The Crucifixion
7:00 AMMatthias Grünewald, The Crucifixion, 1511-16 |
The painting is not supposed to express Grünewald’s ideas as a painter or thoughts on life, rather teach the illiterate poor about their God and his sacrifice. The painting as a whole screams death, dying, betrayal, and sacrifice. The cross looks thrown together at the last minute, and the beams look raw and crude. Christ dies in the barren dessert with a ghoulish yellow light in the distance. The off-putting Christ is not intended to connect to the everyday viewer, but instead the patients in the monastery. A porcelain-skinned savior does no good to them while their bodies are deteriorating and dying from the outside in. Christ mirrors their pain in his own suffering on the cross, allowing them to be a step closer to God.
Little is actually known about Matthias Grünewald, only one of his contemporaries, Albert Durer actually rose to modern day fame. However, the altarpiece gives us an introspective look into his life and emotional state. The painting feels as though Grünewald has put his soul into it. He has workedto allow the viewer to not only look, but also to feel. If the viewer doesn’t react to the dying Christ reaching out for a help that never comes, well, they aren’t looking close enough. One cannot walk away from the painting feeling a sense of happiness for the redemption that awaits them, because how can one feel redeemed when they have caused this man so much anguish? Clearly one man, Paul Hindemith, was touched so much so that he wrote an opera about Matthias Grünewald called Mathis der Maler. Clearly Hindemith is singing Grünewald’s praises, as am I.

+ + + + + + +

Task description —
Reproduce the passage on Grünewald's Crucifixion starting at "Little is actually" and ending at "praises, as am I.", renaming "Albert Durer" as "Albrecht Dürer". The material plays no part in this exercise.

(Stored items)

+ + + + + + +

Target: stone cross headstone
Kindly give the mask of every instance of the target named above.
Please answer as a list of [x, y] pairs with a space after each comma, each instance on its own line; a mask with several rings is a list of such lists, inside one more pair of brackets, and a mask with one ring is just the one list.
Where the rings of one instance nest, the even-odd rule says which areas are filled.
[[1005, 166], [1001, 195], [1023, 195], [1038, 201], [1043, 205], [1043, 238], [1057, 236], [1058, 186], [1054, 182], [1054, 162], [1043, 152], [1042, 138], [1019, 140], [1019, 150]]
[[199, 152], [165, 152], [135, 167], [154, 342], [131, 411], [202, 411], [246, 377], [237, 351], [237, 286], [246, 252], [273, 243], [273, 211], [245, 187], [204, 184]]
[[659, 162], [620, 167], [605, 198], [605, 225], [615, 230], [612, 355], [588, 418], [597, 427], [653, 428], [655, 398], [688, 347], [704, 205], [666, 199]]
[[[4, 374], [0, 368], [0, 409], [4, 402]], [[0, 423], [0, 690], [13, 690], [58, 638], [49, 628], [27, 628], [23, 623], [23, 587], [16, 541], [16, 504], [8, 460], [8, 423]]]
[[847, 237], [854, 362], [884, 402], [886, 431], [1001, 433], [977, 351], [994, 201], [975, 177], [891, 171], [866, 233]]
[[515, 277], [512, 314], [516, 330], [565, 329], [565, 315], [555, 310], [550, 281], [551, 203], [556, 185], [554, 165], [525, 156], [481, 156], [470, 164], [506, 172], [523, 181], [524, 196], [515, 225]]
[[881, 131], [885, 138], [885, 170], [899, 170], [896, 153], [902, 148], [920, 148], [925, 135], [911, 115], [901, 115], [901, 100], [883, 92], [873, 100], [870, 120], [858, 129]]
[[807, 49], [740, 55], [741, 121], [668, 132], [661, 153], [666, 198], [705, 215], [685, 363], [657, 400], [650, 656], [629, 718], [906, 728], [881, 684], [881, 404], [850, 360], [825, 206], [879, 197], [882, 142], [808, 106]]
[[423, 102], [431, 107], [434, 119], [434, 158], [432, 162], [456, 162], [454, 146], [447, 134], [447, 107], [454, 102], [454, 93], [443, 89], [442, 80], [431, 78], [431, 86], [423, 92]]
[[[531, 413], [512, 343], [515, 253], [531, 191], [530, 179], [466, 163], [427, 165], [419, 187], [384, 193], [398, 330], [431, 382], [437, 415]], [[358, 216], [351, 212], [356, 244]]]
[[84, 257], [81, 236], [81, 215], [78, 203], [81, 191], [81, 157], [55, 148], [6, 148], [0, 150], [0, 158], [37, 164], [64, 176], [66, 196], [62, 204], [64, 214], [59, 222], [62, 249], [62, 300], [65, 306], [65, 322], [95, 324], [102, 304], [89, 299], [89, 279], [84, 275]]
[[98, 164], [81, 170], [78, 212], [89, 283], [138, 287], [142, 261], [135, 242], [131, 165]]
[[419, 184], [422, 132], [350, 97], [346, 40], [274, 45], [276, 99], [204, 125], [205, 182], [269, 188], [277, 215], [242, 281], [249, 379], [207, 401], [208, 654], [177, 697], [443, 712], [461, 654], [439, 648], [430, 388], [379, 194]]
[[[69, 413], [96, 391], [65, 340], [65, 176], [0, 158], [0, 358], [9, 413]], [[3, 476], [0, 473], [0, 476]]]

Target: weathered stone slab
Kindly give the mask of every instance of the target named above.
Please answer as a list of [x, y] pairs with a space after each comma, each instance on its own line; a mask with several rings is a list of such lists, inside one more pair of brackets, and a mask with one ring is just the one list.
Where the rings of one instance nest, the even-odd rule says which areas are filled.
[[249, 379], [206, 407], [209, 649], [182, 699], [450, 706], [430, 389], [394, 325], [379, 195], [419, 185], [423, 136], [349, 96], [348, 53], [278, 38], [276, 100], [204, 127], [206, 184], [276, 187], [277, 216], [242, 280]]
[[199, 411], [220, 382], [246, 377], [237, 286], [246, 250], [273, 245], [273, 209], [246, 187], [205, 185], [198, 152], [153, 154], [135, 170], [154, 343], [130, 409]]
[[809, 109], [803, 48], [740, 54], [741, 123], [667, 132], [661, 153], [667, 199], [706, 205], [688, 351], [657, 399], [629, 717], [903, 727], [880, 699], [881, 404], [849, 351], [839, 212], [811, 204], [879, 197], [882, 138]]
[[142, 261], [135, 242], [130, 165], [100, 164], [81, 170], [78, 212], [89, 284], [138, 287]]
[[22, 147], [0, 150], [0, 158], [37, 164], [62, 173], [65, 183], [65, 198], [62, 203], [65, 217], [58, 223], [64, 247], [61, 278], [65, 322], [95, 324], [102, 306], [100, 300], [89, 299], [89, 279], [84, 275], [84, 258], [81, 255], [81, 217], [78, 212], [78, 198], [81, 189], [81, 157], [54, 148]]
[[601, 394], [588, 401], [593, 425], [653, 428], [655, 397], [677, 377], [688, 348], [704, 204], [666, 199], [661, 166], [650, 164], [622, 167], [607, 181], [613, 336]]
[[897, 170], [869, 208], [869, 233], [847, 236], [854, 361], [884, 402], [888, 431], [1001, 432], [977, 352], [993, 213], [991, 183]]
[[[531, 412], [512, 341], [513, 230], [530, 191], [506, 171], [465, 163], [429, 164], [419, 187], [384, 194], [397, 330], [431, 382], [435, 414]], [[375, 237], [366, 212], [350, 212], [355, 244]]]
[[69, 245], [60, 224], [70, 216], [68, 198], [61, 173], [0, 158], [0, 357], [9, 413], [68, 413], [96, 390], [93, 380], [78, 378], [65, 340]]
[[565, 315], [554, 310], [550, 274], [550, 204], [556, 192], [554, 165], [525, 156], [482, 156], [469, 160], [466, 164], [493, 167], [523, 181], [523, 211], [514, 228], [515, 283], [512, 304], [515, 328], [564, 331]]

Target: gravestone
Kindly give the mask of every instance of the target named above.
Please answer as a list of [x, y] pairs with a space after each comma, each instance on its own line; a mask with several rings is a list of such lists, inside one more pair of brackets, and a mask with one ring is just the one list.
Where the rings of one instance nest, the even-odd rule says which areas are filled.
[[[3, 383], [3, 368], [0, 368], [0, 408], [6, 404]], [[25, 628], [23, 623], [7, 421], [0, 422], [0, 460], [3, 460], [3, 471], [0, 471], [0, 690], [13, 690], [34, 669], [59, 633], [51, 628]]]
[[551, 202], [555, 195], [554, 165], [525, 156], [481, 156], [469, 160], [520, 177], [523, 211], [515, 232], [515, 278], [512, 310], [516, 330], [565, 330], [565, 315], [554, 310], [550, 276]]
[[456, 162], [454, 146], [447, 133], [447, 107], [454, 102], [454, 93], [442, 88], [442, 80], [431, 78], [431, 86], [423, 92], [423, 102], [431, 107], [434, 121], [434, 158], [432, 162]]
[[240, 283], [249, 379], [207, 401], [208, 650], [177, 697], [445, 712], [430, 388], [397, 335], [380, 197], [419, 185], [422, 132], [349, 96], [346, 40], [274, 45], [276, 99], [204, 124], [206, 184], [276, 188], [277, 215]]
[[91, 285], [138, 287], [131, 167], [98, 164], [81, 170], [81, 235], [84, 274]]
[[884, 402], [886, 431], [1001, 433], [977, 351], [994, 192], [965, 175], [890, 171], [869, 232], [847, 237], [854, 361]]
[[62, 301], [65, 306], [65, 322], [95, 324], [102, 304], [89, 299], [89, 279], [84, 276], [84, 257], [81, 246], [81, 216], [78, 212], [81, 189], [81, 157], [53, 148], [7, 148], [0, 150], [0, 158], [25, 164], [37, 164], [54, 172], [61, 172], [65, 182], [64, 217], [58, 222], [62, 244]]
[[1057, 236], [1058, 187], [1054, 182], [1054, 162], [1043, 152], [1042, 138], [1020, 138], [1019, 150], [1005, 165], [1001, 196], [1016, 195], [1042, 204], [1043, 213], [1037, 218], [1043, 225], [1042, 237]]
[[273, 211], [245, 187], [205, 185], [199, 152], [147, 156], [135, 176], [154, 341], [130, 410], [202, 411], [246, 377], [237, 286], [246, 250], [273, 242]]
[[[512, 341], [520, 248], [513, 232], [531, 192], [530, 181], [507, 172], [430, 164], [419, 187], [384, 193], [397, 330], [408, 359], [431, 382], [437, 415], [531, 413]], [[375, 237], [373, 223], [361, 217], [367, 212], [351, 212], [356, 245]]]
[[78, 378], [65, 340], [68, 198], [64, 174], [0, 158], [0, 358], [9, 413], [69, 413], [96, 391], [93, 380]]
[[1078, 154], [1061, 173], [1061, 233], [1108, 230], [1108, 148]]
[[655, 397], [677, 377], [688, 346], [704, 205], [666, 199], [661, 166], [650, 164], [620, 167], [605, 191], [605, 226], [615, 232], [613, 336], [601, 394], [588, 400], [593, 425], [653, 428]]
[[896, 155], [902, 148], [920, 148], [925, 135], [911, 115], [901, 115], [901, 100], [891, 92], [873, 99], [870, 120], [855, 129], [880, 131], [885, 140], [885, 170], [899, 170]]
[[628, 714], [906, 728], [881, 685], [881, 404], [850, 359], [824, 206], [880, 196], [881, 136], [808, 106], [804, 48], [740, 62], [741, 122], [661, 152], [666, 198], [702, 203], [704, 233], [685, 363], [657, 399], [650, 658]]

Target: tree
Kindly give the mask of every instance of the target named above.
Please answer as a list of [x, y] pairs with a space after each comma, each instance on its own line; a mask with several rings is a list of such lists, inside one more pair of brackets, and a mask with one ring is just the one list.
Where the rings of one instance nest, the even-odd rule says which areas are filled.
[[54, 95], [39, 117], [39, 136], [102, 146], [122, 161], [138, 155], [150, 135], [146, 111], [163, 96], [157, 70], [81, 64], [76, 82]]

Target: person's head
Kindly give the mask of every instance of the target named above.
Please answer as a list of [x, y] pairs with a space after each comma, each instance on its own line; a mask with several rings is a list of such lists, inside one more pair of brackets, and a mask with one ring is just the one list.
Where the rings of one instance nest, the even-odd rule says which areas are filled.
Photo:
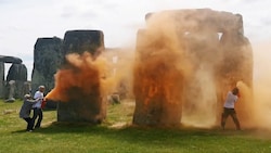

+ + + + + + +

Solution to this problem —
Little is actually known about Matthias Grünewald, only one of his contemporaries, Albrecht Dürer actually rose to modern day fame. However, the altarpiece gives us an introspective look into his life and emotional state. The painting feels as though Grünewald has put his soul into it. He has workedto allow the viewer to not only look, but also to feel. If the viewer doesn’t react to the dying Christ reaching out for a help that never comes, well, they aren’t looking close enough. One cannot walk away from the painting feeling a sense of happiness for the redemption that awaits them, because how can one feel redeemed when they have caused this man so much anguish? Clearly one man, Paul Hindemith, was touched so much so that he wrote an opera about Matthias Grünewald called Mathis der Maler. Clearly Hindemith is singing Grünewald’s praises, as am I.